• [PASSAGEM EXTRAÍDA]
•••••

Moscovici (1961), identifica dois processos principais em seu
estudo, aos quais atribui o funcionamento das representações sociais:
objetivação e ancoragem.
A objetivação é o processo por meio do qual um conceito ou
noção abstrata ganha forma e torna-se concreta por meio de imagens ou
ideias (VALA, 1996), resultando numa organização estrutural dos conteúdos
semelhante a um mapa conceitual (DOISE, CLEMENCE, & LORENZI-
CIOLDI, 1992).
A ancoragem é o processo de classificar informações sobre um
objeto social em relação a estruturas de conhecimento anteriormente
existentes; assim as representações sociais dependem de uma memória
coletiva (MOSCOVICI, 2003).
É impossível compreender o processo de construção de uma
representação social, já que ela depende das experiências e olhares do
sujeito para o fato ou comportamento a ser representado (FREITAS,1998).

•••••

• [EXTRATO DOS DADOS]

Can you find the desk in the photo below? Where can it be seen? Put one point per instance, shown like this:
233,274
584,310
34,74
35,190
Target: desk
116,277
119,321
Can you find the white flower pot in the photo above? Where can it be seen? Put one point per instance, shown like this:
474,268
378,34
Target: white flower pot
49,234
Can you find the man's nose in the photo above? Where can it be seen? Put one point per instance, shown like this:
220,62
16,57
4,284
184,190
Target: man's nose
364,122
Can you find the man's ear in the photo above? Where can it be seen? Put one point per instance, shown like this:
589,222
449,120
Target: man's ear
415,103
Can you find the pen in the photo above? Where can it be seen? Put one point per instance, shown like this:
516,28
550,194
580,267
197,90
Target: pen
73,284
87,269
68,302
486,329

•••••

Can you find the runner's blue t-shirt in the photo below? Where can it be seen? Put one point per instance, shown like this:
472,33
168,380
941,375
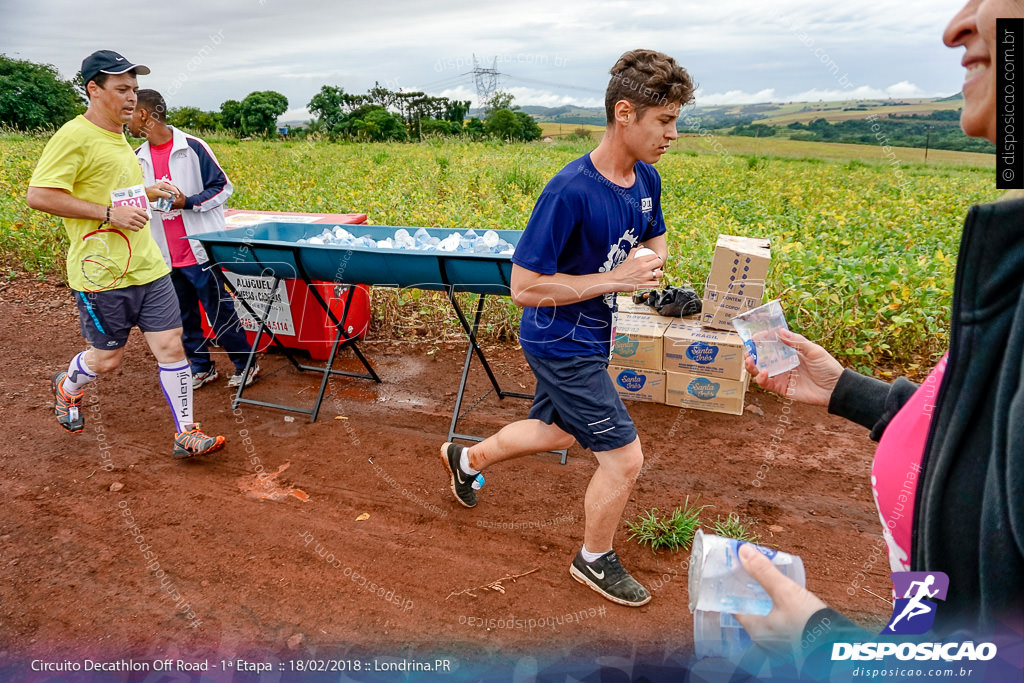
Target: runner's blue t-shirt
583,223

•••••

• [INSTRUÇÃO FORNECIDA] Reproduza fielmente, da passagem sobre representações sociais, a parte que se inicia com as palavras que contêm "É impossível compreender" e termina em "ser representado (FREITAS,1998).".

• [RESULTADO DO EXERCÍCIO]
É impossível compreender o processo de construção de uma
representação social, já que ela depende das experiências e olhares do
sujeito para o fato ou comportamento a ser representado (FREITAS,1998).